• TAREA 1:
Según el texto sobre Frank Sinatra y la mafia, ¿a qué hora estaba fijado el encuentro con Don Giuseppe Genco Russo?
• TAREA 2:
Cambia "bike" por "bicycle" en las líneas de los registros que van desde la que contiene "Put a dot on each instance of the bike kickstand" hasta el final de los registros, ambos extremos incluidos. Reproduce solo esas líneas, sin ningún otro cambio.

• EXTRACTO SELECCIONADO:
El día que la mafia le demostró a Frank Sinatra que su fama era puro cuento
Corría 1963 y era el cantante más reconocido en todo el mundo. Las mujeres morían por él. Pero en Sicilia, la historia era diferente: uno de los hombres más famosos de la Tierra estaba a punto de pasar uno de los peores momentos de su vida.
Octubre de 1963. Agrigento. Sicilia.
El hombre medía 1,62. Era flaco, casi chupado, caminaba nervioso de un lado a otro en el recibidor del Hotel Sole de la ciudad de Palermo. Sus dos guardaespaldas estaban hundidos en los sillones de esa recepción. El hombre flaco había llegado hacía más de dos horas y después de registrarse y de subir un rato a la suite, caminaba por el vestíbulo con las manos en la espalda, muy pero muy alterado. Las mujeres que estaban en el hotel no paraban de mirarlo, embobadas. El flaco que iba de aquí para allá era Frank Sinatra.
Todo se combinaba en su contra. Hacía años que Frank Sinatra no debía esperar a nadie, sino todo lo contrario. Pero en Agrigento era diferente. Además, estaban esos malditos periodistas en las escalinatas, esperando el momento culminante, cuando Sinatra inclinara la cabeza ante al capo de la mafia siciliana Don Giuseppe Genco Russo. El encuentro estaba fijado para las once de la mañana y eran las dos menos veinticinco de la tarde. Ni a un chico de los mandados se lo trataba así, pensaba Sinatra con la cara larga. En Sicilia, se dio cuenta, su fama era puro cuento.
Sinatra, arrodillado ante la mafia
Al fin apareció el viejo Genco Russo, panzón, transpirado, con medio toscano en la boca, el sombrero de los años treinta calzado a mitad de la frente, y tiradores que sujetaban los pantalones, cuya cintura estaba debajo de las costillas.
Venía con tres picciotti vestidos de negro y con gorra. El Don les exigió a los periodistas que se quedaran en la vereda. No estaba de buenhumor. Sinatra se le acercó, puso una rodilla en tierra, le tomó la mano derecha y se la besó, diciéndole: “Baccio i mani, Don Genco”. El Don dio una rápida mirada a la cabeza de Sinatra y le dijo que se levantara, que él no era un extraño. Sinatra quiso hablar pero Genco lo despidió con un gesto. El encuentro había terminado y el Don y sus picciotti fueron hacia el ascensor hasta llegar a la suite del segundo piso del hotel, que ocupaba todo el año.

• FRAGMENTOS DE REGISTROS:
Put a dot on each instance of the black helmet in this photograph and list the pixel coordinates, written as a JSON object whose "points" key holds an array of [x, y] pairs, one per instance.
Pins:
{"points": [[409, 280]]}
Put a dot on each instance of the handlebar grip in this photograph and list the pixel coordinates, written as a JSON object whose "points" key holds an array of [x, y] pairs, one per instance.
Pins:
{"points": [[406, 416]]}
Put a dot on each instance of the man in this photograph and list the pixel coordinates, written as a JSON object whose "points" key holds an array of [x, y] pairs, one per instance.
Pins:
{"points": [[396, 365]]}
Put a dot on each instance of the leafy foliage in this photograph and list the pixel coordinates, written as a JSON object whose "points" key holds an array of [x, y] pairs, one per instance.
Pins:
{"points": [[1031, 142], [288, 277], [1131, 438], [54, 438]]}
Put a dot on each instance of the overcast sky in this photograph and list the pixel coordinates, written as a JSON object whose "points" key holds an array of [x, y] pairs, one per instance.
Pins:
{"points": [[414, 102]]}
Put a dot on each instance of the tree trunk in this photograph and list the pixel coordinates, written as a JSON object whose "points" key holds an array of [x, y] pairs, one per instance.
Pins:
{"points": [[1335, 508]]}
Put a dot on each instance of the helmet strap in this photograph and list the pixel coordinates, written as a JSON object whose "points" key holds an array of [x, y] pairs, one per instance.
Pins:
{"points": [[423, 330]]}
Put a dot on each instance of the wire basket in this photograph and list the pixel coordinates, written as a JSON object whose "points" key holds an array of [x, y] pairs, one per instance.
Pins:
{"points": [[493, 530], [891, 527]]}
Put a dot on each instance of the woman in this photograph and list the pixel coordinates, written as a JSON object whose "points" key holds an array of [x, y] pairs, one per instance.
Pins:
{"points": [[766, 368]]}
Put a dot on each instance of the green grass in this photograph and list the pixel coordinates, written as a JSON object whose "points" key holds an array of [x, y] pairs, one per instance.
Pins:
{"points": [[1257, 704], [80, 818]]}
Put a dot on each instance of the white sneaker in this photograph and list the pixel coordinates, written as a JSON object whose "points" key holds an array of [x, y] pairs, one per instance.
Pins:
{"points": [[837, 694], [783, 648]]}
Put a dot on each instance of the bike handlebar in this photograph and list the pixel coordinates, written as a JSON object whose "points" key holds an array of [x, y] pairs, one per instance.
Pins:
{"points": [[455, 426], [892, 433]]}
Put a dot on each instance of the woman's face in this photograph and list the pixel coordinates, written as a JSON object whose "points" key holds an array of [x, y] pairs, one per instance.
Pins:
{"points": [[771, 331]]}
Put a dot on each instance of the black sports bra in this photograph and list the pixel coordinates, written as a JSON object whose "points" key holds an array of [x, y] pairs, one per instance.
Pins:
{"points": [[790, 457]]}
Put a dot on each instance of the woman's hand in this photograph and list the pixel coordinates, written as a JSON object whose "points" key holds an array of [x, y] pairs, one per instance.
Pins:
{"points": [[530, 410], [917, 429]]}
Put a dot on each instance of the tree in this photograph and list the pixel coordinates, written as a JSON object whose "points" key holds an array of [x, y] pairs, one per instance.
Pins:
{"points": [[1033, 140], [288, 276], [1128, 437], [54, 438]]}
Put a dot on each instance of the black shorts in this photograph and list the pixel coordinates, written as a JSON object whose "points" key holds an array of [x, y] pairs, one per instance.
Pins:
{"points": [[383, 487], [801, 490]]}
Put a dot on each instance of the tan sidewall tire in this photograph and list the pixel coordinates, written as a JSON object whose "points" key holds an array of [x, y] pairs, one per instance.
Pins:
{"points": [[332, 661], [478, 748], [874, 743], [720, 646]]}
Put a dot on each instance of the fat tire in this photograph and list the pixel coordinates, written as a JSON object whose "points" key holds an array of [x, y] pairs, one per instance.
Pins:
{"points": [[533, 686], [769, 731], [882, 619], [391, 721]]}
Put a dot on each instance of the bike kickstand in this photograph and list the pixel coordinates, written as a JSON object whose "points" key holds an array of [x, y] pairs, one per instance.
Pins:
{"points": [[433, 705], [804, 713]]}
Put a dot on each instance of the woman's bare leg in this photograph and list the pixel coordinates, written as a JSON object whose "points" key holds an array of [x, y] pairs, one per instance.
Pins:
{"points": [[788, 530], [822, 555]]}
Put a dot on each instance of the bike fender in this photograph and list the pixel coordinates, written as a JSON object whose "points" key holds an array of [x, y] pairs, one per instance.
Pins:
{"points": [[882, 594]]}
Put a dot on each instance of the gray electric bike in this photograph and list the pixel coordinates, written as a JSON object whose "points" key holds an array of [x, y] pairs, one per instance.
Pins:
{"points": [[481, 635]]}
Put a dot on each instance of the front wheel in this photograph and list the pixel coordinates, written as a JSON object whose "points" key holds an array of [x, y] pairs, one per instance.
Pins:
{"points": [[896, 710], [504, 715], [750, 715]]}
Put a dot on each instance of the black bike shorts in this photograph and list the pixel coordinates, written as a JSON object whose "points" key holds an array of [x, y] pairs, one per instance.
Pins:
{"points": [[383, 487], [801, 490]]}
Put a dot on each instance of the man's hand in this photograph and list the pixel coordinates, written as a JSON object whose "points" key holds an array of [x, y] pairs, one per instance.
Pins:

• RESPUESTA FINAL 1:
A las once de la mañana.

• RESPUESTA FINAL 2:
Put a dot on each instance of the bicycle kickstand in this photograph and list the pixel coordinates, written as a JSON object whose "points" key holds an array of [x, y] pairs, one per instance.
Pins:
{"points": [[433, 705], [804, 713]]}
Put a dot on each instance of the woman's bare leg in this photograph and list the pixel coordinates, written as a JSON object whose "points" key holds an array of [x, y] pairs, one per instance.
Pins:
{"points": [[788, 530], [822, 555]]}
Put a dot on each instance of the bicycle fender in this photograph and list the pixel coordinates, written as a JSON object whose "points" key holds an array of [x, y] pairs, one per instance.
Pins:
{"points": [[882, 594]]}
Put a dot on each instance of the gray electric bicycle in this photograph and list the pixel coordinates, written as a JSON object whose "points" key holds an array of [x, y] pairs, one per instance.
Pins:
{"points": [[481, 635]]}
Put a dot on each instance of the front wheel in this photograph and list the pixel coordinates, written as a JSON object whose "points" key holds an array of [x, y] pairs, one per instance.
Pins:
{"points": [[896, 710], [504, 715], [750, 715]]}
Put a dot on each instance of the black bicycle shorts in this photograph and list the pixel coordinates, written as a JSON object whose "points" key holds an array of [x, y] pairs, one per instance.
Pins:
{"points": [[383, 487], [801, 490]]}
Put a dot on each instance of the man's hand in this photograph and list the pixel coordinates, written as a JSON object whose "points" key holds an array of [x, y] pairs, one per instance.
Pins:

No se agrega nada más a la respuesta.